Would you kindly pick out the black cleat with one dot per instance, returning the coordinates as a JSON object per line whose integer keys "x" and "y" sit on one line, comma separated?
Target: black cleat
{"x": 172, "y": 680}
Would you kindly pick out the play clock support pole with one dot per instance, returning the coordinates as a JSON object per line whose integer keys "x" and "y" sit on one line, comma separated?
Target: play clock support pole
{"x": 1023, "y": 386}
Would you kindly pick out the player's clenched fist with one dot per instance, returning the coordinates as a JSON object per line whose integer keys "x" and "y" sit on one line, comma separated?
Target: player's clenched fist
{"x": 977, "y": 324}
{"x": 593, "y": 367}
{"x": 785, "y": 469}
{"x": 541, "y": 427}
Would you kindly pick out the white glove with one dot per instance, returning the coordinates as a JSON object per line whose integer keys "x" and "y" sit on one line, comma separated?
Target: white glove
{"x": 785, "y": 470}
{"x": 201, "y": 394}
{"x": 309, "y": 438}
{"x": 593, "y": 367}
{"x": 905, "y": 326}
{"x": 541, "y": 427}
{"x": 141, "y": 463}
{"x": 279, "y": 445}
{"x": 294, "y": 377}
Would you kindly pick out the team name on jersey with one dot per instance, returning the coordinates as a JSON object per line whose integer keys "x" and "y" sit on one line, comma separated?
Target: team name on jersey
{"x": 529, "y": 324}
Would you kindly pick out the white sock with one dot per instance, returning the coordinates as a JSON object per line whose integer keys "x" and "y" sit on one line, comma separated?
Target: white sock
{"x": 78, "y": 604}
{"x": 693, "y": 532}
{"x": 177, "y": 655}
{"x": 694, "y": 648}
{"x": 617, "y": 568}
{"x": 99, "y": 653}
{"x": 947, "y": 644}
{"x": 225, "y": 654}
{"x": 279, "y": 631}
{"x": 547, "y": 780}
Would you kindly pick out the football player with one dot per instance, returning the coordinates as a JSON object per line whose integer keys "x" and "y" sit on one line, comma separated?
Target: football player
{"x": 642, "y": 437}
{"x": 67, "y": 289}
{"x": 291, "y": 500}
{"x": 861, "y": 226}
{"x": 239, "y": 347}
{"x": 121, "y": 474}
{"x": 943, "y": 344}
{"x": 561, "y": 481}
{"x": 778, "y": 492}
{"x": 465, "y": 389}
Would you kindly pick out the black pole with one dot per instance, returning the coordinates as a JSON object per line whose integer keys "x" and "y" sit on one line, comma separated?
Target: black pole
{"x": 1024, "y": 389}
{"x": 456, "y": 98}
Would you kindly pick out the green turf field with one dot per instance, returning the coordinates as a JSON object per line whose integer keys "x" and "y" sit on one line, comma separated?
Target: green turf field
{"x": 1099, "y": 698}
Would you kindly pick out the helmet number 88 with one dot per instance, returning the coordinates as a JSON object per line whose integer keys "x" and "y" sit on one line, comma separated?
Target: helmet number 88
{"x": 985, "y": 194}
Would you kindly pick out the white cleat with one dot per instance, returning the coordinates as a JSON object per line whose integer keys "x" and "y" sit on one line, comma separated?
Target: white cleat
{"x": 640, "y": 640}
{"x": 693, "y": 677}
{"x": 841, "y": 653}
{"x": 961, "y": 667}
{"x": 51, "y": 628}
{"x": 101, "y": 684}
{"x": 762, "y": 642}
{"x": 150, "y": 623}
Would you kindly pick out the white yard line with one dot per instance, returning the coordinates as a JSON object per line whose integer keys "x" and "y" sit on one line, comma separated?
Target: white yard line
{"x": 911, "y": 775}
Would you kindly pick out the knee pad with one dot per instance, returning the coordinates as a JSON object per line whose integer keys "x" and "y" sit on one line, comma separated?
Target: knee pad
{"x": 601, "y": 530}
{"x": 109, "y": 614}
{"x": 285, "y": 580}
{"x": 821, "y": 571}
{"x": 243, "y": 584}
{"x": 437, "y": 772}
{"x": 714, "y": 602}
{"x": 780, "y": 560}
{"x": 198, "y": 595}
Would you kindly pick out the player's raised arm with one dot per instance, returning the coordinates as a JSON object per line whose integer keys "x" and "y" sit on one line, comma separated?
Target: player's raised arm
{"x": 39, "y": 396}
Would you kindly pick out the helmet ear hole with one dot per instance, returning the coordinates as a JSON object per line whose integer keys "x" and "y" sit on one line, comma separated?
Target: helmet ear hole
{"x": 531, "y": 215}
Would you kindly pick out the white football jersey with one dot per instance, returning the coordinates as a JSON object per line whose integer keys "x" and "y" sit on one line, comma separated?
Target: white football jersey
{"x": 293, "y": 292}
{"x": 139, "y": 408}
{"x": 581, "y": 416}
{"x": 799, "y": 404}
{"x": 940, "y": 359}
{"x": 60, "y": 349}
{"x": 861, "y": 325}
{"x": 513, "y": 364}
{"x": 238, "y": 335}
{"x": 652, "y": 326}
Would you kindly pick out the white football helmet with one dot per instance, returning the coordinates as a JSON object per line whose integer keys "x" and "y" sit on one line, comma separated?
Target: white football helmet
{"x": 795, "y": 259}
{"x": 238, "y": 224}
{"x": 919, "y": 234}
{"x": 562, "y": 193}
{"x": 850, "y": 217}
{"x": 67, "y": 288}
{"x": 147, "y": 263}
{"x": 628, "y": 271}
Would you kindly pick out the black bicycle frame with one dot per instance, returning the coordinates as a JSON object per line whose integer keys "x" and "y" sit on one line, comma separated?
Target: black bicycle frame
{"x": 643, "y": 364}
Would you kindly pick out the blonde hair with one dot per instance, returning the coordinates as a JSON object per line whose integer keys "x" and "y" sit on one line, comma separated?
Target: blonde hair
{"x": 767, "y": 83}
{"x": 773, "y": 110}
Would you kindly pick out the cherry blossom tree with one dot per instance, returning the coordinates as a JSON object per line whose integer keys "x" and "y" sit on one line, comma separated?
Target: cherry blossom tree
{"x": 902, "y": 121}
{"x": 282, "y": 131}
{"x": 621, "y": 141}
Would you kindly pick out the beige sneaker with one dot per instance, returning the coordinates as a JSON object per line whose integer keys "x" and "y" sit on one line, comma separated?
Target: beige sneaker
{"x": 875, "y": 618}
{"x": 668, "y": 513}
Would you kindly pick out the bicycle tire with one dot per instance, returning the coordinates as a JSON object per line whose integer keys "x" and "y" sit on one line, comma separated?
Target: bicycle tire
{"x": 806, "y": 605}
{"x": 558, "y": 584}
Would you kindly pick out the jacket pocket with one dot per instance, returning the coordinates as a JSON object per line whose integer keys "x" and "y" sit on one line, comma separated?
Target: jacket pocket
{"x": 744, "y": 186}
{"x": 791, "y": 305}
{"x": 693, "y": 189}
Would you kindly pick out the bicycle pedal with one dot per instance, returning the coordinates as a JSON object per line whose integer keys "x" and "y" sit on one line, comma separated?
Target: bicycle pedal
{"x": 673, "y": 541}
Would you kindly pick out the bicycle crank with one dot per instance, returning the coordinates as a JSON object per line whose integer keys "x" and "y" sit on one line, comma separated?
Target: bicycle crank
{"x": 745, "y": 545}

* * * * * * *

Activity: Look above for the line holding "Target: player's raised arm", then set down exactly that line and every line after it up to and including the line holding "Would you kindly pick out the bicycle tire", with nothing else.

Task result:
Target: player's raised arm
{"x": 39, "y": 396}
Would you kindly pick out the helmet ear hole with one dot per instance, returning the coordinates as a JSON object per line whose integer keys "x" and "y" sit on one line, comma separated?
Target: helmet ear hole
{"x": 531, "y": 215}
Would you kindly pick out the white football jersey with one dot per instance, returning the coordinates as a JSON object per line whose integer keys "x" and "y" sit on one line, comma separated?
Target: white football jersey
{"x": 293, "y": 292}
{"x": 139, "y": 408}
{"x": 581, "y": 416}
{"x": 799, "y": 404}
{"x": 940, "y": 359}
{"x": 60, "y": 349}
{"x": 861, "y": 325}
{"x": 513, "y": 364}
{"x": 238, "y": 335}
{"x": 652, "y": 326}
Would you kindly pick out the white football helmet with one dot per instance, returning the coordinates as a JSON object per line whose integer keys "x" and "y" sit on one line, comma separated?
Target: white football helmet
{"x": 795, "y": 259}
{"x": 238, "y": 224}
{"x": 919, "y": 234}
{"x": 562, "y": 193}
{"x": 850, "y": 217}
{"x": 67, "y": 288}
{"x": 147, "y": 263}
{"x": 628, "y": 271}
Would you kindly pick out the black bicycle frame with one dot per instance, returning the coordinates as a JSON object per line whose integer keys "x" and "y" sit on one line, comma separated?
Target: black bicycle frame
{"x": 643, "y": 364}
Would you kindly pick out the blonde hair with one dot per instance, returning the coordinates as a JSON object per line whose integer keys "x" and "y" sit on one line, comma separated?
Target: blonde hair
{"x": 767, "y": 83}
{"x": 773, "y": 110}
Would you kindly pick out the cherry blossom tree with one dot per instance, returning the coordinates as a JSON object per line whose integer keys "x" and "y" sit on one line, comma separated?
Target: cherry blossom tree
{"x": 902, "y": 121}
{"x": 282, "y": 131}
{"x": 621, "y": 141}
Would you kindly pick out the beige sneaker with one dot per instance, returning the coordinates as a JSON object per line whose integer keys "x" and "y" sit on one line, comma separated?
Target: beige sneaker
{"x": 875, "y": 618}
{"x": 668, "y": 513}
Would you kindly pick out the bicycle tire with one dot per instance, returning the coordinates as a JSON object per line whose integer keys "x" and "y" sit on one line, comma separated?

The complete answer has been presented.